*What is needed*
Copy out, character for character, everything in the listing below from the line containing "on the gray" down to the end of the listing, both ends included.

*Input material*
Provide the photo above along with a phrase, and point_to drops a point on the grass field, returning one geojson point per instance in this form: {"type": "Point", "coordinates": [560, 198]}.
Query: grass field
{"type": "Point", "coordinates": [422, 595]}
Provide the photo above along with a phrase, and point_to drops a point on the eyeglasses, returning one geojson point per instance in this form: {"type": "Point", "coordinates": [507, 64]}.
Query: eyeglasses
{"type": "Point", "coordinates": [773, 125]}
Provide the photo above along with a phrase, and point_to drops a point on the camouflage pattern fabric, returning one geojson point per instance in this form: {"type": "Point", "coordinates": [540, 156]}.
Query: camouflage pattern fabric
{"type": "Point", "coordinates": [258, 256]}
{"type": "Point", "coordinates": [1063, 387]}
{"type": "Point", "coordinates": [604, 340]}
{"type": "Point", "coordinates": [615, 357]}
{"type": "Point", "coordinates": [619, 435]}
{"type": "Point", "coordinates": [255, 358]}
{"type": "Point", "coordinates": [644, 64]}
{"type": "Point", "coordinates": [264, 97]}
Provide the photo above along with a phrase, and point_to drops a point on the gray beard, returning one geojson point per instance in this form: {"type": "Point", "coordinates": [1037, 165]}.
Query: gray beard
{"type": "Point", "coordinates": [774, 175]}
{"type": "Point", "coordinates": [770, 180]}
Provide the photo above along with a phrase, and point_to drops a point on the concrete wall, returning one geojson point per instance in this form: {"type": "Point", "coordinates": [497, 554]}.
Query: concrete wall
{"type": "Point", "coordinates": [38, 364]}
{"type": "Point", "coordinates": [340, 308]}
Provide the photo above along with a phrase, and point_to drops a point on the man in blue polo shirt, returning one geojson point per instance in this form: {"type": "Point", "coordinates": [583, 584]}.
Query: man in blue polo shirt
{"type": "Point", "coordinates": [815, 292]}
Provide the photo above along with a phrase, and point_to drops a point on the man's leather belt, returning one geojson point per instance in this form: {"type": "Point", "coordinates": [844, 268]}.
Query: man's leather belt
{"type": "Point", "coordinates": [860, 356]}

*Solution to this exercise*
Provide the photo above along with a phrase, and point_to drops a point on the gray beard, returning one geojson point per instance in this form: {"type": "Point", "coordinates": [1037, 165]}.
Query: gray beard
{"type": "Point", "coordinates": [774, 175]}
{"type": "Point", "coordinates": [770, 180]}
Provide the photo above along with a phrase, and point_to drops a point on the concrete wall, returning one geojson point per instance in this form: {"type": "Point", "coordinates": [497, 554]}.
Query: concrete wall
{"type": "Point", "coordinates": [38, 364]}
{"type": "Point", "coordinates": [340, 308]}
Provide the photo above along with a phrase, and point_to drops a point on the man in blue polo shirt, returning one geojson point per instance in this form: {"type": "Point", "coordinates": [583, 584]}.
Query: man in blue polo shirt
{"type": "Point", "coordinates": [815, 292]}
Provide the photo above along with a phrase, and point_to drops a point on the man's leather belt, returning one geojson point per instance in this form: {"type": "Point", "coordinates": [844, 268]}.
Query: man's leather belt
{"type": "Point", "coordinates": [860, 356]}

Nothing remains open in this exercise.